Task requirements:
1. In two sentences, summarize the article about the TWA Flight 128 anniversary memorial.
2. Answer these questions using the article about the TWA Flight 128 anniversary memorial:
(a) How many people were on board TWA Flight 128, and how many of them were crew members?
(b) How far short of the runway did TWA Flight 128 crash?
(c) On what date was the Aviation Memorial at England Idlewild Park dedicated?
3. Name every flight whose crash is commemorated by a plaque on the Aviation Memorial described in the article about the TWA Flight 128 anniversary memorial.

───── Document extract

England Idlewild Park in Burlington is the site for today’s TWA Flight 128 50th Anniversary Memorial.

The event begins at 3 p.m. and is open to the public.

TWA Flight 128 crashed near Hebron on the night of November 20, 1967 while preparing to land at the Greater Cincinnati Airport. A total of 82 people including 10 crew members were on board.

On approach, the airplane struck trees on the Constance hillside and crashed 6,878 feet short of the runway.

Twelve passengers, survived the crash, including Chris Haile, his two-year-old sister, Eileen Haile, an infant, and two crew members. It is still the deadliest crash in Boone County history.

Among those expected to attend the ceremony today are survivors Robert Hart, and Chris Haile, who was just five years old at the time of the crash.

Today’s event includes a welcome by Boone County Judge/Executive Gary Moore and remarks by Scott Wolfe, son of Dr. Frederick Wolf, who perished on the flight.

An Aviation Memorial was dedicated on November 26, 2011 at England Idlewild Park and is the site of today’s ceremony. It is the focal point of the Aviation Memorial Grove at the park.

The memorial consists of three plaques commemorating the crashes of TWA Flight 694, American Airlines Flight 383, and TWA Flight 128.

A worker prepare the site for the TWA 128 50th Anniversary Memorial service, which takes place today at England Idlewild Park in Burlington.

TWA Flight 694 crashed two minutes after takeoff on the morning of January 12, 1955. The TWA Martin 202A collided with an unreported DC-3. A total of 15 people, including the two-member crew of the DC-3 and everyone aboard the Flight 694, died in the crash.

──────────
───── Record excerpts

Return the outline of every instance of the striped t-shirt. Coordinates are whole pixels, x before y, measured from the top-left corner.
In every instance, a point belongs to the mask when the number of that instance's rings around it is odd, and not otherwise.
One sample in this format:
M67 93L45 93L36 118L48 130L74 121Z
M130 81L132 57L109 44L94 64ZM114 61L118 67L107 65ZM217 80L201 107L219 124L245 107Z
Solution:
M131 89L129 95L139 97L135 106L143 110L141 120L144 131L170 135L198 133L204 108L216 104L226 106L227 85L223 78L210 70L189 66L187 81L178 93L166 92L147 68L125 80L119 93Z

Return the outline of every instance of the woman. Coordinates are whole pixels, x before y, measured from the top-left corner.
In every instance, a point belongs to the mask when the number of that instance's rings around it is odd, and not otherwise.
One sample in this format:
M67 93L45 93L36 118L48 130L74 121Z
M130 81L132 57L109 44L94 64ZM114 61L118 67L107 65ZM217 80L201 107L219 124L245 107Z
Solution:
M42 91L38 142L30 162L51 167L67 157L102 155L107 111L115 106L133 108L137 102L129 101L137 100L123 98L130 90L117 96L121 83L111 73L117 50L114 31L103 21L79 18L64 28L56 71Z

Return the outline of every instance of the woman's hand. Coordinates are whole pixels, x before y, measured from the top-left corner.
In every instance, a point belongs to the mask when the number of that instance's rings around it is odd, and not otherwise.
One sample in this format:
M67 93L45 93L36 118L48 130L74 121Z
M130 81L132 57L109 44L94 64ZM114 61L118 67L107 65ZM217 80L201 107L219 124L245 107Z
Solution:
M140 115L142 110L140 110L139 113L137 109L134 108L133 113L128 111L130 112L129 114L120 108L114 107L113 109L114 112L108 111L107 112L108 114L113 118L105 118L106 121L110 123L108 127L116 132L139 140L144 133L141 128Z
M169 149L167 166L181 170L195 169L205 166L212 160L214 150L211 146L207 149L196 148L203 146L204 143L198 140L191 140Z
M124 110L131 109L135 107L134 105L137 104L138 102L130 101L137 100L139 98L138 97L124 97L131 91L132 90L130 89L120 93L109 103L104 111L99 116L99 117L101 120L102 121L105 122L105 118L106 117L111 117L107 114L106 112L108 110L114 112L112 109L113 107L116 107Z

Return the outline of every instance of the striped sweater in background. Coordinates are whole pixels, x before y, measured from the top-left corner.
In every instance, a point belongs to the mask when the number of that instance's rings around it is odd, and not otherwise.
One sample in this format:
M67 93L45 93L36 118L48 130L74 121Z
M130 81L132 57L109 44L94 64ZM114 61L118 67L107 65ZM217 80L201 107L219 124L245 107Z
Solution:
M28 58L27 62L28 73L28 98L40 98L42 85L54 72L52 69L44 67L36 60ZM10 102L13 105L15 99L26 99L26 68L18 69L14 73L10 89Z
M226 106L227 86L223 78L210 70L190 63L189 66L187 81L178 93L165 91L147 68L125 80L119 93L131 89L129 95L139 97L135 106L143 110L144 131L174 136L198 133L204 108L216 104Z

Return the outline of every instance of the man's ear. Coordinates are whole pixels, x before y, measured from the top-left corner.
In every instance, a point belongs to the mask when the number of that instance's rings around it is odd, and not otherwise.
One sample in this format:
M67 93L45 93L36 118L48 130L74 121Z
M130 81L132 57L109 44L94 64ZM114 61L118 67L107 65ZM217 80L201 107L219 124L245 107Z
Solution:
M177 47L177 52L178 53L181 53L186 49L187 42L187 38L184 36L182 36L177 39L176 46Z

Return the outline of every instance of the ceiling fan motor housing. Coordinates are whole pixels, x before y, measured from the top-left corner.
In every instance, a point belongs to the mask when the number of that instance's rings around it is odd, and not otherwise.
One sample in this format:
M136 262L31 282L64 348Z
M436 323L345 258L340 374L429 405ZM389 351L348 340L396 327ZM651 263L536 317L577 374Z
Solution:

──────────

Expected responses:
1. A public memorial marking the 50th anniversary of TWA Flight 128, which crashed near Hebron on November 20, 1967 while preparing to land at the Greater Cincinnati Airport, takes place today at 3 p.m. at England Idlewild Park in Burlington. The park's Aviation Memorial, dedicated in 2011, holds three plaques commemorating the crashes of TWA Flight 694, American Airlines Flight 383, and TWA Flight 128.

2.
(a) 82 people, including 10 crew members.
(b) 6,878 feet.
(c) November 26, 2011.

3.
- TWA Flight 694
- American Airlines Flight 383
- TWA Flight 128